Can you convert every line of the rows below into a Markdown table with the columns "No." and "Line", numbering each line and skipping blank ones?

start Extracted entries

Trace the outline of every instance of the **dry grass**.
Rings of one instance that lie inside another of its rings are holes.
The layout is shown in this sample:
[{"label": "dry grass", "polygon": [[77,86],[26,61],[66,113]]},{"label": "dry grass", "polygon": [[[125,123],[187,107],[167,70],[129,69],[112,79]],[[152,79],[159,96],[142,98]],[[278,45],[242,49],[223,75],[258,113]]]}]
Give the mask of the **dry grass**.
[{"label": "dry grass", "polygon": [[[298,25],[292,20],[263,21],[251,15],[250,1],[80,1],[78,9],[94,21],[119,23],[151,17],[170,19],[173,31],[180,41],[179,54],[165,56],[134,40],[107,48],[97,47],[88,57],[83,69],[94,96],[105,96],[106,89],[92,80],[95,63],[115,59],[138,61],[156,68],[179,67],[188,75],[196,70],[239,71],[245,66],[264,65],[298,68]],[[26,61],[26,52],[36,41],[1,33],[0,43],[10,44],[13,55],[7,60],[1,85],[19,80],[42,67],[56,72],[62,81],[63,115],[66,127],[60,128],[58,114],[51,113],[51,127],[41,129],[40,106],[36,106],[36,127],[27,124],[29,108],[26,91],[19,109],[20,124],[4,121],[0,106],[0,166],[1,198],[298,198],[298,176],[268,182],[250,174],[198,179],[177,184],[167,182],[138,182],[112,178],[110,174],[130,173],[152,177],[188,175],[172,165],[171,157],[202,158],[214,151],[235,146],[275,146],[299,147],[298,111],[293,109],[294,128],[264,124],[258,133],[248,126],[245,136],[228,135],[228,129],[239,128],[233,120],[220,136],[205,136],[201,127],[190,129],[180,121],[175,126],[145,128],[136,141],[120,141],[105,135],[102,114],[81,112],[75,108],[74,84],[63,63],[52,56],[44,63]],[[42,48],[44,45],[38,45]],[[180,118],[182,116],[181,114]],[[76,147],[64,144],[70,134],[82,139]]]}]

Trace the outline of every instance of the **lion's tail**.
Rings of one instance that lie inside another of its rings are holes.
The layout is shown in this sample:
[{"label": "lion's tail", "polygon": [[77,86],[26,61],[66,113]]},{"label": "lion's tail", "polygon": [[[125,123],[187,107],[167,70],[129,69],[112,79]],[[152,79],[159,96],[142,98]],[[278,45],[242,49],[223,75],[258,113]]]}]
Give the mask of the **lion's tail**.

end Extracted entries

[Correct response]
| No. | Line |
|---|---|
| 1 | Trace the outline of every instance of the **dry grass**. |
| 2 | Rings of one instance that lie inside another of its rings are holes. |
| 3 | The layout is shown in this sample: |
| 4 | [{"label": "dry grass", "polygon": [[77,86],[26,61],[66,113]]},{"label": "dry grass", "polygon": [[[125,123],[187,107],[167,70],[129,69],[112,79]],[[152,79],[159,96],[142,98]],[[278,45],[242,49],[223,75],[258,113]]]}] |
| 5 | Give the mask of the **dry grass**. |
| 6 | [{"label": "dry grass", "polygon": [[[298,25],[292,20],[263,21],[251,15],[250,1],[80,1],[78,9],[94,21],[119,23],[151,17],[170,19],[173,31],[180,41],[179,54],[165,56],[134,40],[107,48],[97,47],[88,57],[83,69],[94,96],[105,96],[106,89],[92,80],[95,63],[115,59],[138,61],[156,68],[179,67],[188,75],[196,70],[239,71],[245,66],[264,65],[298,68]],[[26,61],[26,52],[36,41],[1,33],[0,43],[10,44],[13,55],[7,60],[1,85],[19,80],[42,67],[56,72],[62,81],[63,115],[66,127],[60,128],[58,114],[51,113],[51,127],[41,129],[40,106],[36,106],[36,127],[27,124],[29,108],[26,91],[19,109],[20,124],[4,121],[0,106],[0,166],[1,198],[298,198],[298,176],[268,182],[250,174],[198,179],[177,184],[167,182],[138,182],[112,178],[110,174],[130,173],[152,177],[188,175],[172,165],[171,157],[202,158],[214,151],[235,146],[275,146],[299,147],[298,111],[293,109],[294,128],[264,124],[258,133],[248,126],[245,136],[228,135],[228,129],[239,128],[233,120],[220,136],[205,136],[201,127],[190,129],[180,121],[175,126],[145,128],[136,141],[120,141],[105,135],[102,114],[81,112],[75,108],[74,84],[63,63],[52,56],[44,63]],[[42,48],[44,45],[38,45]],[[180,118],[182,116],[181,114]],[[76,147],[64,144],[70,134],[82,139]]]}] |
| 7 | Trace the outline of every instance of the **lion's tail**. |
| 8 | Rings of one instance that lie inside another of its rings are holes. |
| 9 | The layout is shown in this sample: |
| 10 | [{"label": "lion's tail", "polygon": [[77,86],[26,61],[66,113]]},{"label": "lion's tail", "polygon": [[[125,123],[187,107],[167,70],[129,69],[112,79]],[[152,79],[159,96],[142,98]],[[278,45],[242,49],[223,75],[258,113]]]}] |
| 11 | Give the mask of the **lion's tail**. |